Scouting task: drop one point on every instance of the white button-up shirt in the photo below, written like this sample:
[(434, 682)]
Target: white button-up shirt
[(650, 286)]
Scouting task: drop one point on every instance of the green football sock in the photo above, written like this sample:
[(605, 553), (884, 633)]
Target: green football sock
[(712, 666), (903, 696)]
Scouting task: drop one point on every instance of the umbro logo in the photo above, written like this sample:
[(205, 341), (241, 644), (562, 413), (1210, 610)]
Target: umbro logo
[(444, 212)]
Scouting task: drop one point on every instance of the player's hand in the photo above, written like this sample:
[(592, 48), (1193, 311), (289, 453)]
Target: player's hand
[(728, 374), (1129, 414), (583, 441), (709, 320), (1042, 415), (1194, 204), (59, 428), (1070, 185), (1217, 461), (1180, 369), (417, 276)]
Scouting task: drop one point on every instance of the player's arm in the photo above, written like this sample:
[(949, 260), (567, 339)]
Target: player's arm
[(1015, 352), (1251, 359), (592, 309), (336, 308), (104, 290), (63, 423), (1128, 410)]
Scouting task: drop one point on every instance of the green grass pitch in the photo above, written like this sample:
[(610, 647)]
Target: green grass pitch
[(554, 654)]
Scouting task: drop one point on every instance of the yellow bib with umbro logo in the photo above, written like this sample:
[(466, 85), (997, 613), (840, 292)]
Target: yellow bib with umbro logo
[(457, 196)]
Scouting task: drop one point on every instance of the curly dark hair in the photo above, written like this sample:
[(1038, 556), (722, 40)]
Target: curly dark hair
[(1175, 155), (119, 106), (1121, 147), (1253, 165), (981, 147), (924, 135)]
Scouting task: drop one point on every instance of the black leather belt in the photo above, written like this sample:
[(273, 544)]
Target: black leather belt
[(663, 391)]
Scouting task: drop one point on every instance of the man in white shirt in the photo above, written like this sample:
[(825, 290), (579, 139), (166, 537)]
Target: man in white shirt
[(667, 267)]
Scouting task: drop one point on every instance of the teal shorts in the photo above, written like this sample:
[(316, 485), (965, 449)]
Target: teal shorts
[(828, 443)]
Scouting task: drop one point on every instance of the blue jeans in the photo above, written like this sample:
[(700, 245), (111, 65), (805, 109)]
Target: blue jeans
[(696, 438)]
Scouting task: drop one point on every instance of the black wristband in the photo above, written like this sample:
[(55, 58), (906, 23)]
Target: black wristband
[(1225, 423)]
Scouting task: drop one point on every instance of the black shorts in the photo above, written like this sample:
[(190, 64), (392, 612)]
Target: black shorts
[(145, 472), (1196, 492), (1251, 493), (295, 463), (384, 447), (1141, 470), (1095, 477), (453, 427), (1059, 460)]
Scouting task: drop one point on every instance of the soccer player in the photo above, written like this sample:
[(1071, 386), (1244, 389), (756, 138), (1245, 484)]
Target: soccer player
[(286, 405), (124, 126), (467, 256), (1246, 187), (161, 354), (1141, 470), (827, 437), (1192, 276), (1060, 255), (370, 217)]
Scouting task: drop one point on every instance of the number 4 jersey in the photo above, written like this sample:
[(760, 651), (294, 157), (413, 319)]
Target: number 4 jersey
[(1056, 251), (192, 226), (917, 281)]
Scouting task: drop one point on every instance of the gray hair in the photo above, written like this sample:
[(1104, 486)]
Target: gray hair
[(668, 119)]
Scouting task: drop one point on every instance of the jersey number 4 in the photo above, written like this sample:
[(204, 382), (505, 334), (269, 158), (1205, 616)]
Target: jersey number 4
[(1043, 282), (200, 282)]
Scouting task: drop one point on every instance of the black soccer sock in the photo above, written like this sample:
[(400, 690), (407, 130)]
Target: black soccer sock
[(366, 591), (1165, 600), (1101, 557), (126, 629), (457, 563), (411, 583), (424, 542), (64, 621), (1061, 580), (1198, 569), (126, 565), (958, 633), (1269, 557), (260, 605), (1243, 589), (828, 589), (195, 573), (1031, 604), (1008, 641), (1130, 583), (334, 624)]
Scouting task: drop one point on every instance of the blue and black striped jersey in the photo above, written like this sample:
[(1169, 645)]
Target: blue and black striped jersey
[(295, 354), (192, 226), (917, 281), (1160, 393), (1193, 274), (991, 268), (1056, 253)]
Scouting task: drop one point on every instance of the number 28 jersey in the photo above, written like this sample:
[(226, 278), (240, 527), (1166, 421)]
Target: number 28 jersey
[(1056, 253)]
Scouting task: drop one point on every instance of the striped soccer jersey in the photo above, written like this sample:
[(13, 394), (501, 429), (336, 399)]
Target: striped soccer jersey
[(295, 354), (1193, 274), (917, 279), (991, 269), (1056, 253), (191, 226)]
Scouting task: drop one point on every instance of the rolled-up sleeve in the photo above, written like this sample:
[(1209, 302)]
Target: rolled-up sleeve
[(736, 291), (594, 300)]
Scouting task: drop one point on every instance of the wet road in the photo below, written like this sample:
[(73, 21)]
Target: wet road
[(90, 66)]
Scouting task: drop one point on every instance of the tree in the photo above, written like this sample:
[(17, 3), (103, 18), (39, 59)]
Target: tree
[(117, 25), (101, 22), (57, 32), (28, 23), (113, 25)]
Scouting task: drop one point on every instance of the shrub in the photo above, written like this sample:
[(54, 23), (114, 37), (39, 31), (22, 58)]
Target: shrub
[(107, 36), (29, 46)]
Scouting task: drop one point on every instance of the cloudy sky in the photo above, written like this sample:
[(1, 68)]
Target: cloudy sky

++++++++

Given request: Recast everything above, from the line containing "Scouting task: drop one point on every instance of the curly" down to the line containing "[(828, 443)]" (both included), as a Markdown table with the columns No. and Text, giving each line its own numbered row and skipping any blank lines.

Response:
| No. | Text |
|---|---|
| 1 | Scouting task: drop one point on every instance of the curly dark hair in the photo above, written like this sample: |
| 2 | [(1038, 556), (722, 40)] |
| 3 | Target: curly dark hair |
| 4 | [(1175, 155), (119, 106), (1121, 147), (1253, 165), (981, 147), (924, 135)] |
| 5 | Scouting task: drop one point on every instance of the black leather belt in the photo above, written like this sample: |
| 6 | [(273, 544)] |
| 7 | Target: black leather belt |
| 8 | [(663, 391)] |
| 9 | Scouting task: drop one point on every instance of the man in white shirt in the photo above, written like this sample: |
| 10 | [(825, 290), (579, 139), (166, 537)] |
| 11 | Target: man in white shirt |
| 12 | [(667, 267)] |
| 13 | Scouting task: drop one point on every instance of the teal shorts in the photo above, written like this sample: |
| 14 | [(316, 485), (965, 449)] |
| 15 | Target: teal shorts |
| 16 | [(828, 443)] |